**Texto proporcionado:**
★ ★ ★ ★ ★

Margarita García Robayo. Primera persona.

abril 15, 2024

Margarita García Robayo, Primera persona
Tránsito, 2018. 220 páginas.

Recopilación de artículos publicados en diferentes revistas, principalmente en la revista Piaui pero que en forma de libro se complementan y relacionan y alcanzan mayor potencia evocadora.

Porque la autora plantea sus artículos desde una escritura del yo muy particular, como una alumna aventajada de Leila Guerriero en su Teoría de la gravedad. Con elementos de autoficción porque la realidad se deforma un poco -e incluso parece que estén hablando autoras diferentes con diferente recorrido vital. Pero siempre dando en la tecla justa, tanto en el dominio del lenguaje, como en el enfoque de los temas que trata.

Al acabarlo he tenido esa sensación de abandono que sientes con ciertos libros, te hubiera gustado que te acompañaran un poco más. Una lectura excelente que me sigue confirmando que la editorial Tránsito tiene un gusto excelente a la hora de elegir autoras.

Muy bueno.

Del relato de Luz recuerdo, sobre todo, la forma. Fragmentado, poco fluido, plagado de inconsistencias imposibles de llenar y de palabras inventadas que, sin embargo, por momentos resultaban elocuentes. Pero eso sólo al principio y al final, porque la parte del medio era la narración más perfecta que había oído hasta el momento; compacta como una roca milenaria. Un recuerdo tan cerrado que no admitía fisuras ni especulaciones. La escena era esta:
Luz corre por un monte escapando de Papaíto, su patrón, pero los pies se le enredan en una zarza y Papaíto la alcanza, la golpea con un palo hasta dejarla casi muerta. Después la arrastra hasta el pie de un árbol, le abre las piernas y se le mete adentro empujando con rabia y con lascivia en proporciones idénticas. Cuando termina se levanta y se va y ella queda tirada entre esas raíces gigantes que forman como cuencos o cunitas o ataúdes descubiertos. Tiene la vista perdida en las ramas tupidas que le tapan el cielo y le impiden saber si ya es de noche o el día siguiente, o cuánto tiempo pasó desde que fue a levantar la mesa del desayuno y Papaíto le pegó una nalgada con la mano abierta y le preguntó que si ya se había hecho mujer. ¿Que si qué?, susurró Luz. ¿Que cuántos años tienes? Catorce. Y él: ya estás lista.

★ ★ ★ ★ ★

Por favor, transcribe de la reseña de Primera persona el fragmento que comienza en "Recopilación de artículos" y termina en "de elegir autoras.".

★ ★ ★ ★ ★

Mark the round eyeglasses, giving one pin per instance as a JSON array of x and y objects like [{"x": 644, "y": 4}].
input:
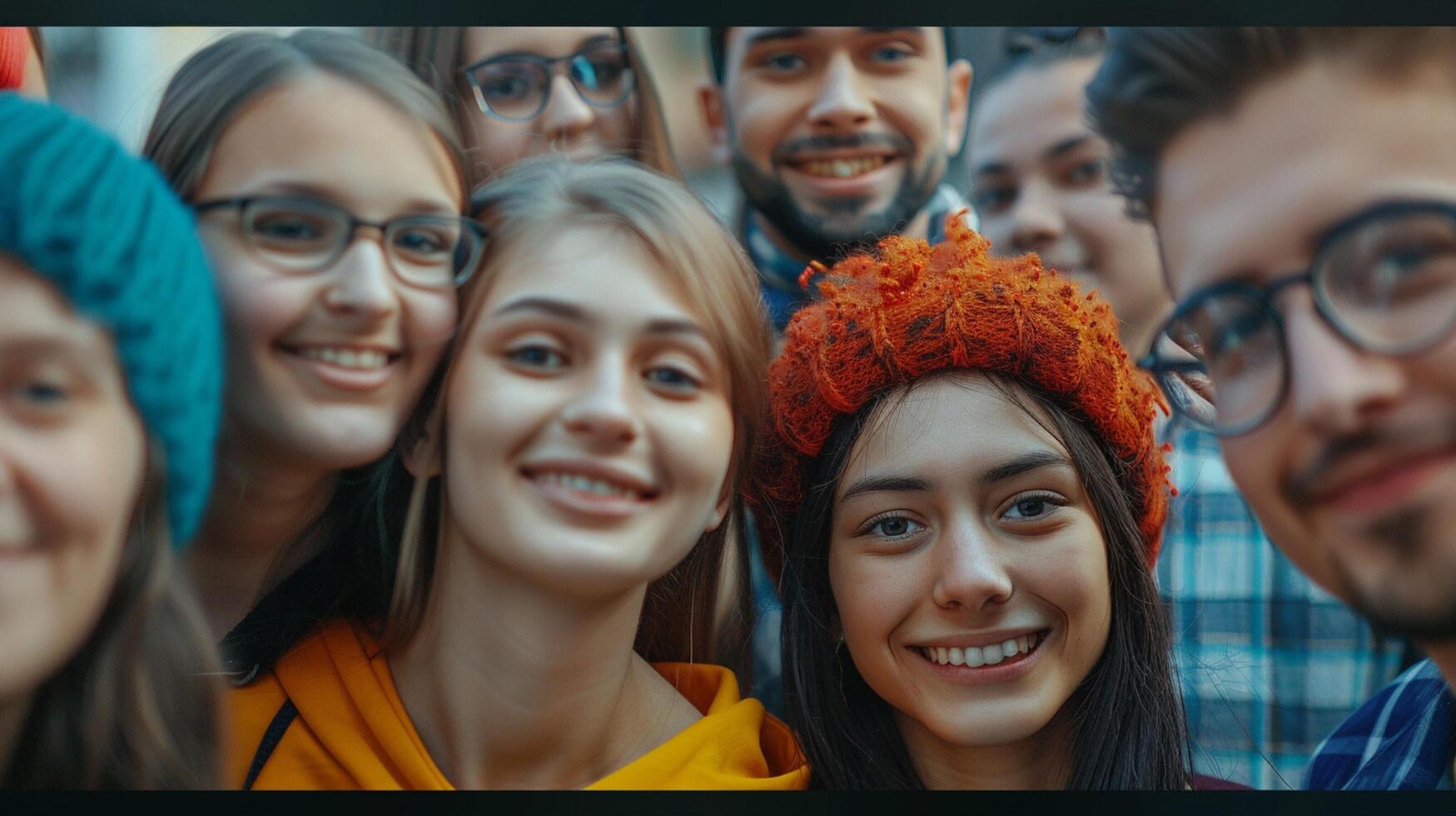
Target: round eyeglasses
[
  {"x": 1384, "y": 280},
  {"x": 517, "y": 87},
  {"x": 306, "y": 235}
]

★ ★ ★ ★ ★

**Respuesta al problema:**
Recopilación de artículos publicados en diferentes revistas, principalmente en la revista Piaui pero que en forma de libro se complementan y relacionan y alcanzan mayor potencia evocadora.

Porque la autora plantea sus artículos desde una escritura del yo muy particular, como una alumna aventajada de Leila Guerriero en su Teoría de la gravedad. Con elementos de autoficción porque la realidad se deforma un poco -e incluso parece que estén hablando autoras diferentes con diferente recorrido vital. Pero siempre dando en la tecla justa, tanto en el dominio del lenguaje, como en el enfoque de los temas que trata.

Al acabarlo he tenido esa sensación de abandono que sientes con ciertos libros, te hubiera gustado que te acompañaran un poco más. Una lectura excelente que me sigue confirmando que la editorial Tránsito tiene un gusto excelente a la hora de elegir autoras.